* [SET EXERCISE]
Retype everything from the line containing "point: wispy cloud" down to the line containing "Query: wispy cloud", both included, with no changes.

+++ DATASET +++

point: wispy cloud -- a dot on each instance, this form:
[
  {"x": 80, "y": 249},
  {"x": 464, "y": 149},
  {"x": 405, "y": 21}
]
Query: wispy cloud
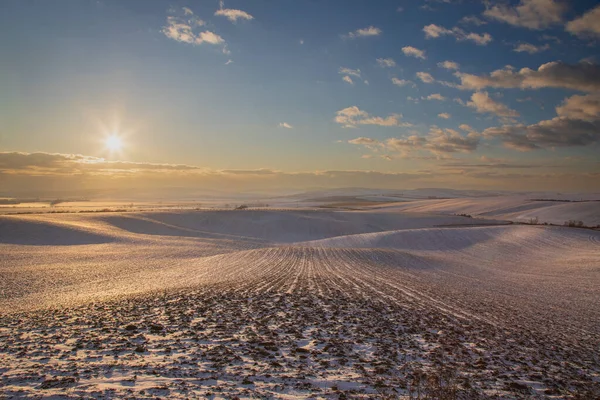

+++
+++ DATASET +++

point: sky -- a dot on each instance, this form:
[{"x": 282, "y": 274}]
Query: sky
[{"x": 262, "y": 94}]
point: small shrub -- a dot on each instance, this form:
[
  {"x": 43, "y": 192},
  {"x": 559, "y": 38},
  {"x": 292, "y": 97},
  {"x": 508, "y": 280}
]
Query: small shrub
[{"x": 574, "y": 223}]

+++

* [CORRECT ANSWER]
point: wispy cloud -- a dot on each instance, this form:
[
  {"x": 80, "y": 249},
  {"x": 464, "y": 149},
  {"x": 405, "y": 21}
]
Query: wispy cloud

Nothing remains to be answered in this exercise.